§ **The exercise**: Count the lines in the entries below that contain the word "white", and reply with the number alone.

§ **Material to process**:
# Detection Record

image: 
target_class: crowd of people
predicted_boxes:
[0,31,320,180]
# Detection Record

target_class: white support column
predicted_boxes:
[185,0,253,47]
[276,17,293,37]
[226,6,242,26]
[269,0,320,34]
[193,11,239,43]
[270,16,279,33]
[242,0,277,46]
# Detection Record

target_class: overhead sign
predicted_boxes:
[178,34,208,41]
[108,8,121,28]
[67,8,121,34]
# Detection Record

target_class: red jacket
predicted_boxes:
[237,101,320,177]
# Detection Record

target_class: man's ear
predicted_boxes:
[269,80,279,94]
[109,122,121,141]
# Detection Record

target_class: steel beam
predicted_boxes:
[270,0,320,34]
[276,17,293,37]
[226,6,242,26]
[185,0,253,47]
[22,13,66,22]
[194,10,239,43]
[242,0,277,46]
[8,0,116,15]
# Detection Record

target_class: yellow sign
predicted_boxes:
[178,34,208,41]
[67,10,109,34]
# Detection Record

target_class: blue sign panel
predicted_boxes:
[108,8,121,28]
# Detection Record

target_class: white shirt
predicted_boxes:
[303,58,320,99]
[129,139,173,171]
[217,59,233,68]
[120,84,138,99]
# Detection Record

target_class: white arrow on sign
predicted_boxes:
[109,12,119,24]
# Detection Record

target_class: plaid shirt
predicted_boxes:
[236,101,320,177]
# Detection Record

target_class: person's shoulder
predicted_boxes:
---
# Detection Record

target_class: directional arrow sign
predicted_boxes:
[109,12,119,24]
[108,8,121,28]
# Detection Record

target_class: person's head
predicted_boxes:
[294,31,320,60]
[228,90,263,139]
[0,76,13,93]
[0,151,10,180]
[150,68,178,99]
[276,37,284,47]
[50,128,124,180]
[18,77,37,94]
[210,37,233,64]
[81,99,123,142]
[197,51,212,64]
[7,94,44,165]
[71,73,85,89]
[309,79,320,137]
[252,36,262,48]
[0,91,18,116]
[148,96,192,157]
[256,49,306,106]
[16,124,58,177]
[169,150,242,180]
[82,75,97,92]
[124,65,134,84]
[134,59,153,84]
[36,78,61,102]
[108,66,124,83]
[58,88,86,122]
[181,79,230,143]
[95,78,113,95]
---
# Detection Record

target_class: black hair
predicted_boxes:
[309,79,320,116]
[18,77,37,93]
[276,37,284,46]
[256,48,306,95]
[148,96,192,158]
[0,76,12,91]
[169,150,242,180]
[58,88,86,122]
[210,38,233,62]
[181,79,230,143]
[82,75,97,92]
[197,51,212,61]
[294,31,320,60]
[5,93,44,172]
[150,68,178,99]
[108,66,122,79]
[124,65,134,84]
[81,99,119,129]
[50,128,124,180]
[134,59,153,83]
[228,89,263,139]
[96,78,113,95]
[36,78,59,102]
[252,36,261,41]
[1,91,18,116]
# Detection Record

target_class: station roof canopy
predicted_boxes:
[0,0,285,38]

§ **Final result**: 3